■ AUFGABENSTELLUNGEN:
(1) Beantworten Sie anhand des Artikels zum Wertersatz bei Fernabsatzverträgen:
(a) An welchem Datum legte das Bundesministerium der Justiz den Gesetzentwurf vor?
(b) Von welchem Datum ist das Urteil des Europäischen Gerichtshofs, das den Anlass für den Entwurf bildet?
(c) Welche Vorschrift des BGB soll nach den aufgeführten Änderungen aufgehoben werden?
(2) Nehmen Sie den Artikel zum Wertersatz bei Fernabsatzverträgen an seinem Ende wieder auf und führen Sie ihn fort.

■ ARTIKEL:
Am 23.3.2010 hat das Bundesministerium der Justiz den Entwurf eines Gesetzes zur Anpassung der Vorschriften über den Wertersatz bei Widerruf von Fernabsatzverträgen mit dem Ziel vorgelegt, die Regelungen des Bürgerlichen Gesetzbuchs über den Wertersatz im Falle des Widerrufs eines Fernabsatzvertrags entsprechend den Vorgaben des Europäischen Gerichtshofs auszugestalten.

Anlass für den Gesetzentwurf ist das Urteil des Europäischen Gerichtshofs vom 3.9.2009 (Rs. C-489/07 - Messner, ABl. C 256 vom 24.10.2009, S. 4), wonach es mit Art. 6 Abs. 2 Satz 1 der Richtlinie 97/7/EG (Fernabsatzrichtlinie) vom 20.5.1997 unvereinbar sei, wenn ein Verkäufer vom Verbraucher für die Nutzung einer Ware, die im Fernabsatz gekauft wird, bei fristgerechtem Widerruf generell Wertersatz für die Nutzung der Ware verlangen kann. Zulässig sollen hiernach jedoch Bestimmungen sein, die den Verbraucher zum Wertersatz verpflichten, wenn er die Ware auf eine mit den Grundsätzen von Treu und Glauben oder der ungerechtfertigten Bereicherung unvereinbaren Art und Weise benutzt, sofern insbesondere die Effektivität des Widerrufsrechts hierdurch nicht beeinträchtigt wird.

Nach derzeitiger (umstrittener) Gesetzeslage sind gezogene Nutzungen hingegen im Fall des Widerrufs eines Fernabsatzvertrages grundsätzlich herauszugeben bzw. wertmäßig zu ersetzen (§§ 312 d Abs. 1 Satz 1, 357 Abs. 1 Satz 1, 346 Abs. 2 Satz 1 Nr. 1 BGB). Durch den Gesetzesentwurf sollen die Bestimmungen des BGB an die Vorgaben des EuGH angepasst werden.

Die Änderungen beinhalten:

• Aufhebung des § 312 d Abs. 6 BGB

• Einfügung eines neuen § 312 e BGB-E (Wertersatz bei Fernabsatzverträgen)

- Abs. 1: Hiernach soll ein Wertersatz für Nutzungen gelieferter Waren nur dann zu leisten sein, soweit die Nutzung über die bloße Prüfung der Eigenschaften und Funktionsfähigkeit der Ware hinausgeht und der Verbraucher über sein Widerrufsrecht belehrt worden ist. Die Beweislast dafür, dass der Verbraucher die Ware während der Widerrufsfrist nicht in einer Weise benutzt hat, die zur zweckdienlichen Ausübung des Widerrufsrechts erforderlich war, trägt der Unternehmer. 
- Abs. 2 sieht einen Wertersatz für erbrachte Dienstleistungen vor, wenn der Verbraucher vor Abgabe seiner Vertragserklärung hierauf hingewiesen wird und zustimmt, dass vor Ablauf der Widerrufsfrist mit der Ausführung begonnen wird.

■ AUSGEWÄHLTE ZEILEN:
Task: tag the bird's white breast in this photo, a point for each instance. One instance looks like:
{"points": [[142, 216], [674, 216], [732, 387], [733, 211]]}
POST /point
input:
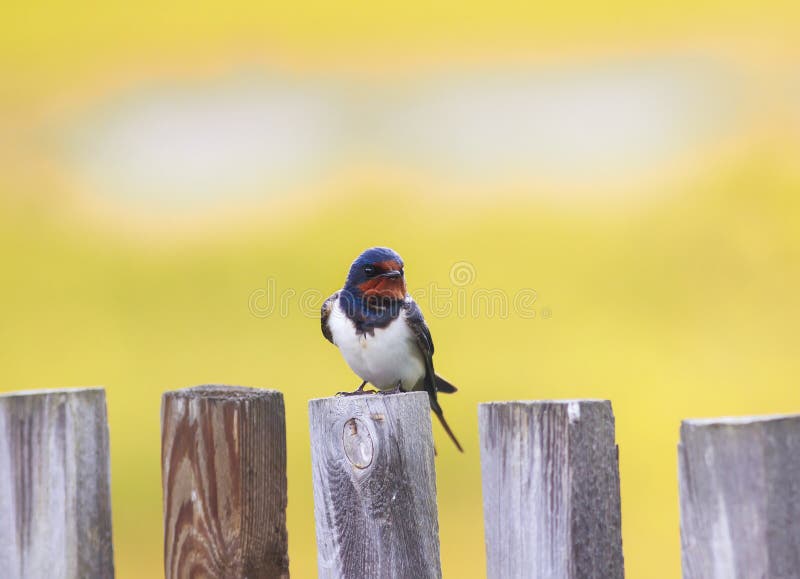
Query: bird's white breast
{"points": [[384, 358]]}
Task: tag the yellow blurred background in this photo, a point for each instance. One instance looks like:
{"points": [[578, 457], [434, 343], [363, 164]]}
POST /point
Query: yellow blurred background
{"points": [[170, 169]]}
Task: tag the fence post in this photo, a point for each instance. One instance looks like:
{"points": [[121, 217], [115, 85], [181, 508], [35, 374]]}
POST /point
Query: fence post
{"points": [[55, 499], [223, 458], [550, 490], [740, 497], [374, 487]]}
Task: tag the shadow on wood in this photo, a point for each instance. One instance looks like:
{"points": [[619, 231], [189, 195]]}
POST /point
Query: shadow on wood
{"points": [[55, 501], [550, 490], [374, 486], [223, 453], [740, 497]]}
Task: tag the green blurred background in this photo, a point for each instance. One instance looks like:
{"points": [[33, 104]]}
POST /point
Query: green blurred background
{"points": [[171, 171]]}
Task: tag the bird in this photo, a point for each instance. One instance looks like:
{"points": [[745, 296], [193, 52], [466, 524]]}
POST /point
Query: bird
{"points": [[381, 332]]}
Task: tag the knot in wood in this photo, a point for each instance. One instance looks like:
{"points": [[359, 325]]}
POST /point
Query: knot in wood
{"points": [[357, 443]]}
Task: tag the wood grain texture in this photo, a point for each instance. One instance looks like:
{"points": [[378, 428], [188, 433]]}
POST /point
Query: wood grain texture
{"points": [[740, 498], [223, 455], [550, 490], [55, 500], [375, 487]]}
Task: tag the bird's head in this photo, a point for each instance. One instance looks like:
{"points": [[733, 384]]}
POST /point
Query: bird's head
{"points": [[377, 274]]}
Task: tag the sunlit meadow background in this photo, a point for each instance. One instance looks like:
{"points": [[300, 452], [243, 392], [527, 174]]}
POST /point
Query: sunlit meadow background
{"points": [[167, 169]]}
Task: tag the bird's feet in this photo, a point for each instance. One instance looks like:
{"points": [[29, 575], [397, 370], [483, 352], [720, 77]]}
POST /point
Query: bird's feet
{"points": [[358, 391]]}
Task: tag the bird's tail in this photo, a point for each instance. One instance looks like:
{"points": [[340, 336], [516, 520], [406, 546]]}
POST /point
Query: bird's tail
{"points": [[437, 410], [444, 386]]}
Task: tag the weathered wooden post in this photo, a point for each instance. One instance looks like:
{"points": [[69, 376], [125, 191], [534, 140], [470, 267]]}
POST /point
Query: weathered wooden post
{"points": [[550, 490], [55, 498], [374, 487], [223, 457], [740, 497]]}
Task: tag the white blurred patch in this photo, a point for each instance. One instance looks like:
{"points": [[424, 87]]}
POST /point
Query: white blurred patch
{"points": [[574, 127]]}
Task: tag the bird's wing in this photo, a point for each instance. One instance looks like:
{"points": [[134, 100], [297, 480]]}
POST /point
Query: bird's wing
{"points": [[327, 308], [423, 338]]}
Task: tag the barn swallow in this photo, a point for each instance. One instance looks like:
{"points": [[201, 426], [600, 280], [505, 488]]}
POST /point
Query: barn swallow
{"points": [[380, 331]]}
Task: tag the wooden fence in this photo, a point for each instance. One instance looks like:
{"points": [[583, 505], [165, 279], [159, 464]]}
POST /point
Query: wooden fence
{"points": [[550, 488]]}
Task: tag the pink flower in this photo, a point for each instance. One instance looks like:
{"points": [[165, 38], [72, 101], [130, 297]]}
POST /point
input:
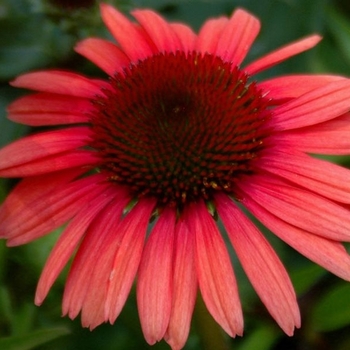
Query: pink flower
{"points": [[179, 137]]}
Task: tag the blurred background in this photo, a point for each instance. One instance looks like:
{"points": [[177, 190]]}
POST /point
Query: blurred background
{"points": [[39, 34]]}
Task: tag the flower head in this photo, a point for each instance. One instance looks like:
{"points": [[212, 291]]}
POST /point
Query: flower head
{"points": [[181, 135]]}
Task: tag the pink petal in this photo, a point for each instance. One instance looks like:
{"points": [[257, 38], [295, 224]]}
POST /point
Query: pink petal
{"points": [[68, 242], [184, 287], [261, 264], [160, 32], [327, 253], [330, 137], [237, 37], [207, 40], [299, 207], [126, 33], [282, 54], [34, 147], [32, 188], [329, 180], [292, 86], [59, 82], [49, 109], [104, 54], [51, 210], [215, 274], [325, 103], [56, 162], [154, 284], [127, 257], [186, 36], [87, 282]]}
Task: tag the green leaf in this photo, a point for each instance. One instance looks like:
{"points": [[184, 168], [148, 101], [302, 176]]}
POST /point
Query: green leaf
{"points": [[32, 340], [333, 310]]}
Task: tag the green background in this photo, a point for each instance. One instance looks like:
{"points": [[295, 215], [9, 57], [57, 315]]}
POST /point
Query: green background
{"points": [[38, 34]]}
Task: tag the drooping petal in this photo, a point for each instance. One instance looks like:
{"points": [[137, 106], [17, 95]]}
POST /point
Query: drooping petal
{"points": [[237, 37], [51, 210], [282, 54], [184, 286], [161, 33], [316, 106], [104, 54], [68, 242], [59, 82], [49, 109], [207, 40], [299, 207], [186, 36], [29, 190], [316, 175], [126, 34], [46, 152], [287, 87], [87, 282], [56, 162], [128, 255], [154, 289], [42, 145], [327, 253], [261, 264], [330, 137], [215, 274]]}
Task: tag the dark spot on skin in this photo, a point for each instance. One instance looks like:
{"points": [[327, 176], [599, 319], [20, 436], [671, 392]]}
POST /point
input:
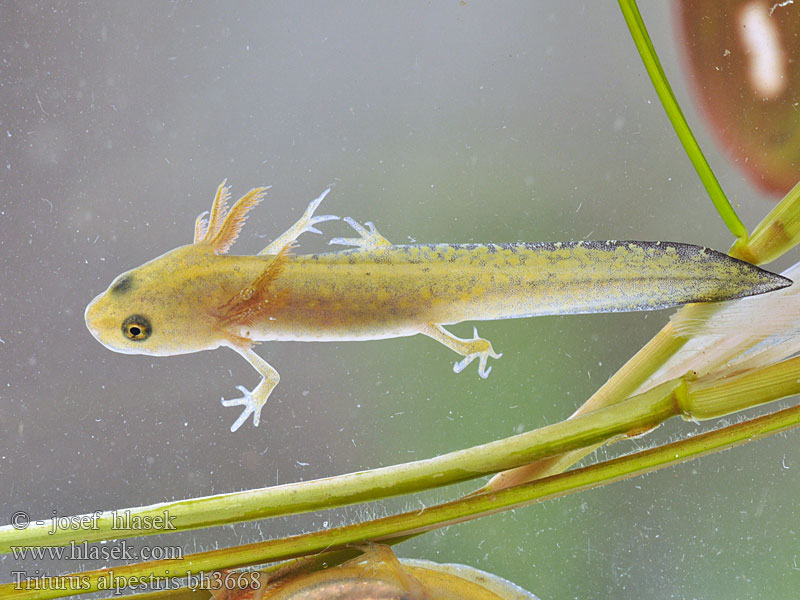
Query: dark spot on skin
{"points": [[123, 285], [137, 328]]}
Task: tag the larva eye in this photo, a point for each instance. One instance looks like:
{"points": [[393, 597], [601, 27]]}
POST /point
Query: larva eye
{"points": [[136, 328]]}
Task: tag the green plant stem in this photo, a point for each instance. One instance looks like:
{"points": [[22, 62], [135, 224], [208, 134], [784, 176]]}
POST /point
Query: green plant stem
{"points": [[681, 396], [777, 233], [650, 59], [442, 515]]}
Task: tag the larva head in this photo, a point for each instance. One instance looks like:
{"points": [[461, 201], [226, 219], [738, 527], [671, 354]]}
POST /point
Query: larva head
{"points": [[166, 306], [157, 308]]}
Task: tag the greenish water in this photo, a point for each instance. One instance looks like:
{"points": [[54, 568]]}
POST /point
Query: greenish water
{"points": [[443, 123]]}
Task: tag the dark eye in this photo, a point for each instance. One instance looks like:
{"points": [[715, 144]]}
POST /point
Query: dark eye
{"points": [[136, 328]]}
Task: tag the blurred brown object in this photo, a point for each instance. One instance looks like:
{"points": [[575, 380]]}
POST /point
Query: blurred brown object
{"points": [[744, 58]]}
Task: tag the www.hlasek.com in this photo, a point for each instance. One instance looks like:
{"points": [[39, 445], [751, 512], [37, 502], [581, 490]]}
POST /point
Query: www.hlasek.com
{"points": [[152, 582], [105, 552]]}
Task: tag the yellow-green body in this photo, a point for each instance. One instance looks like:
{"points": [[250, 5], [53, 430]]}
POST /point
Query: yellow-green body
{"points": [[196, 297], [375, 575]]}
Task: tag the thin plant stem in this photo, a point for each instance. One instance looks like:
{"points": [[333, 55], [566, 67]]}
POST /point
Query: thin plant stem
{"points": [[650, 59]]}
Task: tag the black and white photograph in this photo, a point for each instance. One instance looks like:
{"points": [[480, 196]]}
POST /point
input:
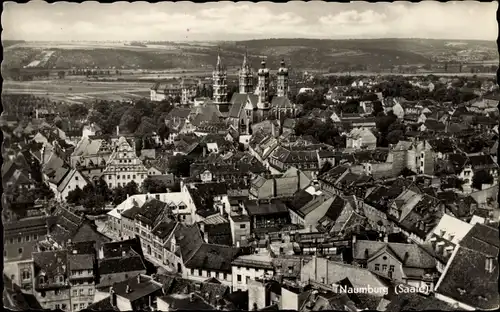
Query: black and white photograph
{"points": [[250, 156]]}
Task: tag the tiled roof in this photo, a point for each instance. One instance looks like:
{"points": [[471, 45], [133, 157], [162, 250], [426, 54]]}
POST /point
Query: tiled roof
{"points": [[467, 279], [80, 262], [150, 211], [119, 265], [140, 286], [256, 207], [213, 257], [417, 257]]}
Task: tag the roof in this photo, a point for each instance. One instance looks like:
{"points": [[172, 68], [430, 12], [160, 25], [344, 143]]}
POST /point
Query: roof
{"points": [[81, 262], [213, 257], [185, 302], [150, 211], [417, 257], [139, 287], [466, 279], [102, 305], [257, 207], [119, 265], [189, 239], [482, 238]]}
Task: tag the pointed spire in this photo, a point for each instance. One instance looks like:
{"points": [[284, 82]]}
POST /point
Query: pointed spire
{"points": [[245, 58], [219, 62]]}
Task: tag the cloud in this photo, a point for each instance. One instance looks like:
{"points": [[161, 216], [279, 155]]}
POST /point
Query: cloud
{"points": [[221, 21], [353, 18]]}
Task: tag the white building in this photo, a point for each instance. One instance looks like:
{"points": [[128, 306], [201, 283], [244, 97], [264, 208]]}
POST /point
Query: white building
{"points": [[250, 267], [124, 166]]}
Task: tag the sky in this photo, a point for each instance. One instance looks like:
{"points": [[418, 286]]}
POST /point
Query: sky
{"points": [[219, 21]]}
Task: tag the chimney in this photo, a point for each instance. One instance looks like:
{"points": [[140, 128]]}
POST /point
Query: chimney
{"points": [[112, 297], [489, 264], [407, 255]]}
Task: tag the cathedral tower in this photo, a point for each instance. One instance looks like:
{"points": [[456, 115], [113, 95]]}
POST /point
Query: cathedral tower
{"points": [[282, 83], [246, 76], [262, 89], [220, 85]]}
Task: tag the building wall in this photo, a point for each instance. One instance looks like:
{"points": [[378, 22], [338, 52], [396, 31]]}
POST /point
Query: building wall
{"points": [[289, 300], [454, 302], [246, 275], [20, 272], [200, 275], [256, 295], [51, 300], [76, 181], [240, 235], [162, 305], [123, 304], [82, 294], [122, 276], [385, 259], [312, 218]]}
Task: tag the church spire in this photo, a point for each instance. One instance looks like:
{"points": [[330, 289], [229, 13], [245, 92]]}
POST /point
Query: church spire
{"points": [[219, 62], [245, 58]]}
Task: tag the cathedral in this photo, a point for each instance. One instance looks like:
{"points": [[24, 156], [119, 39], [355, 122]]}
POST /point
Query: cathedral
{"points": [[251, 105]]}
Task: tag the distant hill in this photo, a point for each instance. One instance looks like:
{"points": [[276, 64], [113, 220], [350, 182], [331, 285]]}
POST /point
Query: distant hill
{"points": [[312, 54]]}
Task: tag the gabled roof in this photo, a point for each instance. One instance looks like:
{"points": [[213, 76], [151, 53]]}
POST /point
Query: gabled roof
{"points": [[416, 256], [213, 257], [467, 280]]}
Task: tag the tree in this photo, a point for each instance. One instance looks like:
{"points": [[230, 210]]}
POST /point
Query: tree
{"points": [[406, 172], [394, 136], [131, 188], [481, 177], [325, 168], [153, 186], [75, 196], [377, 108], [180, 165]]}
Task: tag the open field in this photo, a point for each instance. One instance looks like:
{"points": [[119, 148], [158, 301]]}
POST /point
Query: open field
{"points": [[298, 53], [78, 91]]}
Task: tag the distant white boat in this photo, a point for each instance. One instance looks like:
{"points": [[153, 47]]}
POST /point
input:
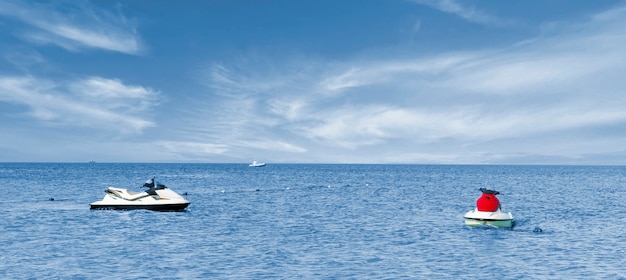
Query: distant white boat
{"points": [[257, 164]]}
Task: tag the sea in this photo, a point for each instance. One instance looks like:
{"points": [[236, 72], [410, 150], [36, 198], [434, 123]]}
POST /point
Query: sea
{"points": [[313, 221]]}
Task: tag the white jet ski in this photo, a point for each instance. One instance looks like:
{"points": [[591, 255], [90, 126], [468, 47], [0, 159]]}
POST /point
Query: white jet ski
{"points": [[158, 198], [488, 212]]}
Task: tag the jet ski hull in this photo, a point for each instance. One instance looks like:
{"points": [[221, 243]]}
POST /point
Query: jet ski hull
{"points": [[156, 198], [176, 207], [494, 219]]}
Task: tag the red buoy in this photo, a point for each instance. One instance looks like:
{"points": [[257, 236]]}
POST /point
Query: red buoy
{"points": [[488, 202]]}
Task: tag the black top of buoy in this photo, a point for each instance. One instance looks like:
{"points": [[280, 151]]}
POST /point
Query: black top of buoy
{"points": [[486, 191]]}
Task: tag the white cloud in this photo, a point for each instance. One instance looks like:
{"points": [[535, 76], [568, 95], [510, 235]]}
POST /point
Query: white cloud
{"points": [[470, 14], [567, 82], [69, 106], [79, 26]]}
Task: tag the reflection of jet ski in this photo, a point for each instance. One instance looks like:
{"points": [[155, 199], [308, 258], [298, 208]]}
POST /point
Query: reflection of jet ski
{"points": [[488, 212], [158, 198]]}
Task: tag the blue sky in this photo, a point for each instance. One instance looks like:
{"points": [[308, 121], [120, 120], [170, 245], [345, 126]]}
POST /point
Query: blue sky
{"points": [[368, 81]]}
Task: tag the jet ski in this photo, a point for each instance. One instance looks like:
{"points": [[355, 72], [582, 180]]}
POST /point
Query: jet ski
{"points": [[157, 197], [488, 212]]}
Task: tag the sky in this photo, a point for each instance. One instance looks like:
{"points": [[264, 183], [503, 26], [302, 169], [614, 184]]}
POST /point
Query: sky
{"points": [[313, 81]]}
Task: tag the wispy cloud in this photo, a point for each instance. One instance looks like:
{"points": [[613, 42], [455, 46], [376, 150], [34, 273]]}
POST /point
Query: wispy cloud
{"points": [[81, 103], [471, 14], [73, 25], [557, 83]]}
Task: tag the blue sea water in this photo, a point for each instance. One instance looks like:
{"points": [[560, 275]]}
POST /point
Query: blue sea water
{"points": [[313, 221]]}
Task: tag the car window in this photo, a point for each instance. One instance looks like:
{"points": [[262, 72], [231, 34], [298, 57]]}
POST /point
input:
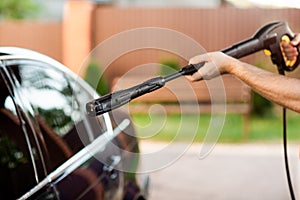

■ ERGEBNISSE JE AUFGABE:
(1)
(a) Am 23.3.2010.
(b) Vom 3.9.2009.
(c) § 312 d Abs. 6 BGB.

(2)
• Neufassung von § 357 Abs. 3 BGB: 
Wertersatz für eine Verschlechterung der Sache gem. § 346 Abs. 2 Satz 1 Nr. 3 BGB durch bestimmungsgemäße Ingebrauchnahme ist anders als bisher nur zu leisten, wenn die Verschlechterung auf einen Umgang mit der Sache zurückzuführen ist, der über die Prüfung der Eigenschaften und der Funktionsfähigkeit hinausgeht und der Verbraucher bei Vertragsschluss hierauf hingewiesen wurde. Ein unverzüglich nach Vertragsschluss in Textform mitgeteilter Hinweis wird dabei einem Hinweis bei Vertragsschluss gleichgesetzt. Die Beweislast dafür, ob die Verschlechterung auf einen Umgang mit der Sache zurückzuführen ist, der über ein Prüfen der Sache hinausgeht, wird ebenfalls vom Verbraucher auf den Unternehmer verlagert.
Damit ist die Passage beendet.